__Written request__
Return every line of the records below word for word, leaving out the pictures.

[Records from a dataset]
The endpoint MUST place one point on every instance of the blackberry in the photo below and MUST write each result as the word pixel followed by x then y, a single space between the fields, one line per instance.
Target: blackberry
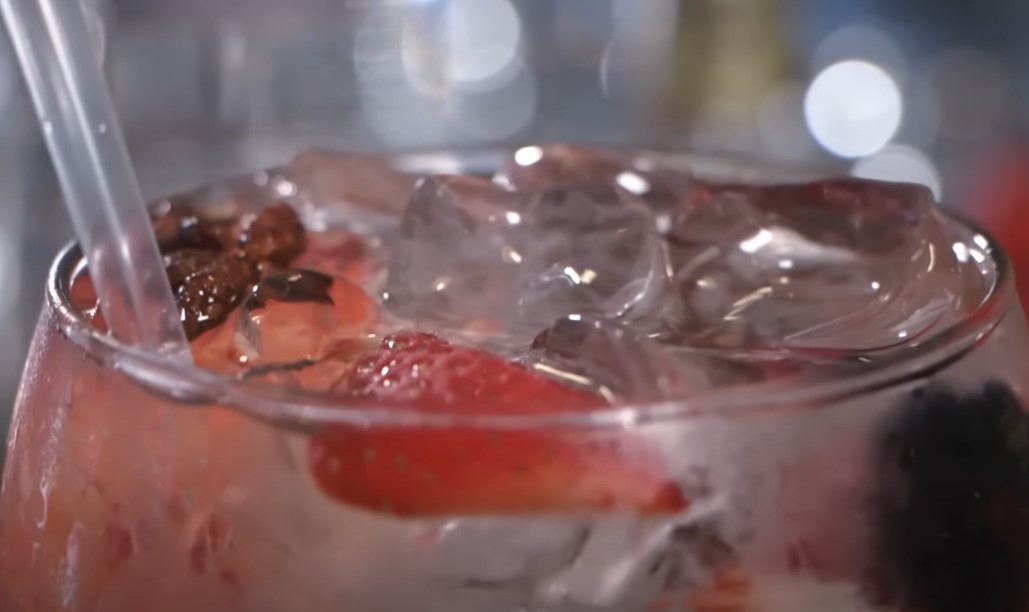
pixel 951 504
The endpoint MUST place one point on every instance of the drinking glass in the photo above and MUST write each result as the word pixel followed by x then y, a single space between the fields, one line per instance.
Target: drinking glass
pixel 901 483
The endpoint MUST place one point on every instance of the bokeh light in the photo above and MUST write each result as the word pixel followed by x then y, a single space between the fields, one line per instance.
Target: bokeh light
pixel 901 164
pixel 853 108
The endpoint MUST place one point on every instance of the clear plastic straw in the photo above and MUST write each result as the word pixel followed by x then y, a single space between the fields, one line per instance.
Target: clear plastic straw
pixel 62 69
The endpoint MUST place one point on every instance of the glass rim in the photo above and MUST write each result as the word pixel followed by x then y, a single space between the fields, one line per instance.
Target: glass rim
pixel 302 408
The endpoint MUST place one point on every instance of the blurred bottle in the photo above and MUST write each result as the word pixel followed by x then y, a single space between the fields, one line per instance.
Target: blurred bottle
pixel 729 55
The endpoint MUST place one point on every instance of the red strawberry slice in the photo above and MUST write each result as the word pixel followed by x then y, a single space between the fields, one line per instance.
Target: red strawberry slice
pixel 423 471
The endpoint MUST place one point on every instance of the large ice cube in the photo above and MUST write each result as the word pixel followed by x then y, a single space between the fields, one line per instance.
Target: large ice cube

__Solved exercise__
The endpoint MUST place one point on every instance of the blackberry in the photo below and MUST write each result as the word pixel followed by x then y, a single space between the fields, one line per instance.
Target: blackberry
pixel 951 504
The endpoint MUST place one point on every instance of the drinking glass in the photo above and MUST write each result as the word pixel followed by x then y, a single space between the fields, one line per instance.
Target: drinking glass
pixel 901 483
The endpoint MUST place one point on every instance of the bokeh light in the photo above and MUST write each result as the word pixel followed by x then y, a single space between the fields, one line per instance.
Target: bokeh light
pixel 901 164
pixel 853 108
The endpoint MUST place one point on every instance of the clear plastic straw in the photo above and MUST write each result as the word pixel followed by x then y, a single space between the fields, one line per instance.
Target: clear plastic straw
pixel 62 69
The endpoint MUST place one point on every instance of the glass rim in the photo above and MUST write each result as the word pixel followed by x then y, a single space between the fields, one line per instance.
Target: glass rim
pixel 302 408
The endpoint MUST place one point on every instance of the blurred bottle in the photo above and MUST write each result as the word pixel followed by x then y, a single space between the fields, one line per instance.
Target: blurred bottle
pixel 729 55
The endpoint MUST place one point on every instance of the red strawberry slice in the photo above and MUST write each result as the word pixel followed by x then y, a single space between the fields, one line per instance.
Target: red strawberry slice
pixel 423 471
The endpoint MUST place one point on every instance of the large ice cube in the photo above and MUST write each result as the word pixel followed by x then y, a single space between the fields, one line per instance.
Target: large ice cube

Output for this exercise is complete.